▶ **Kaynaktan Alıntı**
********************
Emsal Mahkeme Kararı İstanbul Bölge Adliye Mahkemesi 14. Hukuk Dairesi 2019/976 E. 2021/461 K. 08.04.2021 T.

Görüntülediğiniz mahkeme kararı kesinleşmiş bir karardır.

T.C.
İSTANBUL
BÖLGE ADLİYE MAHKEMESİ
14. HUKUK DAİRESİ
DOSYA NO: 2019/976
KARAR NO: 2021/461
T Ü R K M İ L L E T İ A D I N A
İ S T İ N A F K A R A R I
İNCELENEN KARARIN
MAHKEMESİ: Bakırköy 7. Asliye Ticaret Mahkemesi
TARİHİ: 13/02/2019
NUMARASI: 2017/1071 Esas – 2019/165 Karar
DAVA: İtirazın İptali
Taraflar arasındaki itirazın iptali davasının ilk derece mahkemesince yapılan yargılaması sonunda ilamda yazılı nedenlerle davanın reddine dair verilen kararın davacı vekili tarafından istinaf edilmesi üzerine Dairemize gönderilmiş olan dava dosyası içerisindeki tüm belgeler okunup incelendi, gereği konuşulup düşünüldü.
********************
▶ **Verilen Malzeme**

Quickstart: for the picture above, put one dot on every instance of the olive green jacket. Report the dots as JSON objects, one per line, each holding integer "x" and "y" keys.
********************
▶ **Alıştırma Yönergesi**
Yukarıdaki istinaf kararı metnini hiçbir değişiklik yapmadan baştan sona yeniden yazın.

▶ **Alıştırma Yanıtı**
Emsal Mahkeme Kararı İstanbul Bölge Adliye Mahkemesi 14. Hukuk Dairesi 2019/976 E. 2021/461 K. 08.04.2021 T.

Görüntülediğiniz mahkeme kararı kesinleşmiş bir karardır.

T.C.
İSTANBUL
BÖLGE ADLİYE MAHKEMESİ
14. HUKUK DAİRESİ
DOSYA NO: 2019/976
KARAR NO: 2021/461
T Ü R K M İ L L E T İ A D I N A
İ S T İ N A F K A R A R I
İNCELENEN KARARIN
MAHKEMESİ: Bakırköy 7. Asliye Ticaret Mahkemesi
TARİHİ: 13/02/2019
NUMARASI: 2017/1071 Esas – 2019/165 Karar
DAVA: İtirazın İptali
Taraflar arasındaki itirazın iptali davasının ilk derece mahkemesince yapılan yargılaması sonunda ilamda yazılı nedenlerle davanın reddine dair verilen kararın davacı vekili tarafından istinaf edilmesi üzerine Dairemize gönderilmiş olan dava dosyası içerisindeki tüm belgeler okunup incelendi, gereği konuşulup düşünüldü.